CHALLENGE:
Can you reproduce the lines starting at the one containing "Challenge: find the temple gable" and ending at the one containing "[200, 122, 263, 185]", both included, with nothing else?

THE DATA:
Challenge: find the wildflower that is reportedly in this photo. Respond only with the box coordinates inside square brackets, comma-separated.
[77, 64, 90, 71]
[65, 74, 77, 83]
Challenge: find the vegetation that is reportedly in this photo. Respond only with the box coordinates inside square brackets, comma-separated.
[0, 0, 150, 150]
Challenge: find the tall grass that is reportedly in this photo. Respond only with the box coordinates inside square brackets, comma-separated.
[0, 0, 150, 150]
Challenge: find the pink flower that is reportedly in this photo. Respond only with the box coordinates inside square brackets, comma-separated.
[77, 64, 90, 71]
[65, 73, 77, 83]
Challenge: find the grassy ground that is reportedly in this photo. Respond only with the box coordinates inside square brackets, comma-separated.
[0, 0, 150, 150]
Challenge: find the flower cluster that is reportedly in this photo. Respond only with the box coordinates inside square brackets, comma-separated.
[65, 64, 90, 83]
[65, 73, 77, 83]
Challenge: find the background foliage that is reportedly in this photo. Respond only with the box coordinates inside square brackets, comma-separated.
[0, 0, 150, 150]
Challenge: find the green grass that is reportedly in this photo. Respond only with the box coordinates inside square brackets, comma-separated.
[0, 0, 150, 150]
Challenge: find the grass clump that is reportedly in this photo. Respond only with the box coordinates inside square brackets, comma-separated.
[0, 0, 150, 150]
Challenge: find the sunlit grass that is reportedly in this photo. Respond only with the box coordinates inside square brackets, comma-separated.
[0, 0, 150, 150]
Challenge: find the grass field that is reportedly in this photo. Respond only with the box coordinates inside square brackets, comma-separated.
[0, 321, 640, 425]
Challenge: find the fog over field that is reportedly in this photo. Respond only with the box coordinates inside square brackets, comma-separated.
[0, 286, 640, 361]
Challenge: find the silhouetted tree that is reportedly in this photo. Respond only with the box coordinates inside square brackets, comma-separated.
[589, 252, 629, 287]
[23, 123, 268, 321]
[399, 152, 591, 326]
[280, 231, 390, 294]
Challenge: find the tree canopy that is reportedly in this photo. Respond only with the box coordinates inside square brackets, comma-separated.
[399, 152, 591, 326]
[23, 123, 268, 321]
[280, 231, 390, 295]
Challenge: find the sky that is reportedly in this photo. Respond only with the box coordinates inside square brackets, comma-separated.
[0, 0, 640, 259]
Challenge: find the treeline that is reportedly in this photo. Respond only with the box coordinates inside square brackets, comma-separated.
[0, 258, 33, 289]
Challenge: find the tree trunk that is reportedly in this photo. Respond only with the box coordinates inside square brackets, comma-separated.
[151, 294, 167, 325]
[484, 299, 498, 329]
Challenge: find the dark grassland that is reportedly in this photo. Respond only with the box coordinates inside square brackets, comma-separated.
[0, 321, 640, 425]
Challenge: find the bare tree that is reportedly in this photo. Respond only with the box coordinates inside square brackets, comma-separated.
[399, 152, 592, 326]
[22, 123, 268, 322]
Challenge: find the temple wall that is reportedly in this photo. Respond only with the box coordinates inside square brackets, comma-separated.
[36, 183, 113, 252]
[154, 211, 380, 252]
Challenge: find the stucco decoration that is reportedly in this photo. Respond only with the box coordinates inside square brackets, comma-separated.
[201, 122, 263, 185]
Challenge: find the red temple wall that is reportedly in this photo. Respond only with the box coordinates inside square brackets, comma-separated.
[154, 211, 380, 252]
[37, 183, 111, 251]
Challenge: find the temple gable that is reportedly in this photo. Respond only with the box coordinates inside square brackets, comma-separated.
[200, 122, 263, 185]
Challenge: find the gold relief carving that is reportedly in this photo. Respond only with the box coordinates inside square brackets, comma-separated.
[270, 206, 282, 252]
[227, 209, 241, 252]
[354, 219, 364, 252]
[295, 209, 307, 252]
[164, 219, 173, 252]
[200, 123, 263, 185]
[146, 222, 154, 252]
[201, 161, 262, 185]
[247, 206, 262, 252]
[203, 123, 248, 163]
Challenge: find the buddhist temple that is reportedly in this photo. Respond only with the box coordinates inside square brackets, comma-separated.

ANSWER TO THE TASK:
Challenge: find the temple gable that is reportedly in this photo. Respond only with the box coordinates inside square brackets, comma-separated.
[200, 122, 263, 185]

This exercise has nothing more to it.